* [EXERCISE]:
Extract all data as written.

* [DATA SUPPLIED]:
[start]
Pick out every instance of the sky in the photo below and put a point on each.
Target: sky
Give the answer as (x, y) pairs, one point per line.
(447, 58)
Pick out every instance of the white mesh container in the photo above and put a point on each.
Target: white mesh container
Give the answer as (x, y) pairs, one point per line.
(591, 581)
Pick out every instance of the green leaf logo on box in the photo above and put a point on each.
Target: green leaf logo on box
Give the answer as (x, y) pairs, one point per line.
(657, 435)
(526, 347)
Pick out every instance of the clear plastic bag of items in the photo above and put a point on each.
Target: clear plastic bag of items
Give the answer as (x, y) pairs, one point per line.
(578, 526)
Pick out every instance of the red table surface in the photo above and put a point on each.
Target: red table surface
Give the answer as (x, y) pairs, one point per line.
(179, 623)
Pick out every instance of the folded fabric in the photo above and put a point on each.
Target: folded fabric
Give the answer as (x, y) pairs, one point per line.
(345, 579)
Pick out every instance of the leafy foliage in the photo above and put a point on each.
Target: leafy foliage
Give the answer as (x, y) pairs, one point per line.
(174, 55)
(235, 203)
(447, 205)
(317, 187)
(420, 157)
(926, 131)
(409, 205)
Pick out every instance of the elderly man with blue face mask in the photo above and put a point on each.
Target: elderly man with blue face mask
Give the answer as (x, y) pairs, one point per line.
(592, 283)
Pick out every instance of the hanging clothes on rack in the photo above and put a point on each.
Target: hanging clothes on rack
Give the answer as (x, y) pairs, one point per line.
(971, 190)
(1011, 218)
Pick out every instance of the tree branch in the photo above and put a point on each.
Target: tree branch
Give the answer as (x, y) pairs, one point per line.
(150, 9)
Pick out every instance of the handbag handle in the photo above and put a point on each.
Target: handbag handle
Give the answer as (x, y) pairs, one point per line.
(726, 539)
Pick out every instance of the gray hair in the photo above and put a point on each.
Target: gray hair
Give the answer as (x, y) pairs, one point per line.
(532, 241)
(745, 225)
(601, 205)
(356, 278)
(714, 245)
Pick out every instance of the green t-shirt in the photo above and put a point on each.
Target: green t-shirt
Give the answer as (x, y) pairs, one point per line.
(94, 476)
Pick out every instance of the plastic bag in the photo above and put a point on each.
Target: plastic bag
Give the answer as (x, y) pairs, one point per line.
[end]
* [RESPONSE TO THIS EXERCISE]:
Pick out every instance of the sky in the photo below and put a point on each.
Target: sky
Give the answer as (x, y) pairs, one point per line.
(447, 58)
Pick out every instance of the white mesh container in the photo above and put a point on each.
Target: white mesh container
Give the answer as (x, y) pairs, one point per line.
(591, 581)
Pick out every instance of the green leaf logo on box in the photo above and put a point on each.
Target: green leaf logo on box
Give the answer as (x, y) pairs, one point per line.
(657, 435)
(526, 347)
Pick out every instance of the clear plastic bag of items in the photo above and put a point on each.
Target: clear plastic bag of items
Give the answer as (x, y) pairs, one point per line.
(578, 526)
Pick out every instance of the red table surface in the photo above and put a point on each.
Target: red table surface
Give the answer as (x, y) pairs, one point per line.
(179, 623)
Pick out every instance of the folded fabric in the photo above and put a point on each.
Target: folded fabric
Give the answer as (x, y) pairs, one point per line.
(345, 579)
Pick out every instance of the leafy foliage in the photo above and put a point on each.
Target: leafy foliage
Give the answer as (x, y) pairs, one point per line.
(174, 55)
(235, 203)
(447, 205)
(317, 187)
(420, 157)
(926, 131)
(409, 205)
Pick out every instance of the elderly man with blue face mask in the photo above and put a point on each.
Target: elderly man with blue face mask
Give the answer as (x, y) pairs, one point per line.
(592, 283)
Pick out every instance of the hanging clothes on rack in the photo above and put a point on each.
Target: hanging clothes on rack
Give the answer as (x, y) pairs, one point per line.
(971, 190)
(1011, 218)
Pick out every instance of the tree branch in the photo above and put a point on each.
Target: tree branch
Give the answer as (x, y) pairs, one point per line.
(150, 9)
Pick out every instance of the handbag handle in the photo above and put a point on each.
Target: handbag handle
Give the answer as (x, y) pairs, one point per line.
(726, 539)
Pick out every instance of the gray hair in the photo above and put a point on each.
Target: gray hair
Give the answer as (x, y) pairs, one point per line.
(532, 241)
(745, 225)
(601, 205)
(356, 278)
(714, 245)
Pick out every instance of the green t-shirt in the photo above and put a point on each.
Target: green t-shirt
Give the answer as (x, y) pairs, one point per line.
(94, 476)
Pick out every instance of the plastic bag in the photo above and put a point on each.
Target: plastic bag
Give the answer as (x, y) pairs, one point per line.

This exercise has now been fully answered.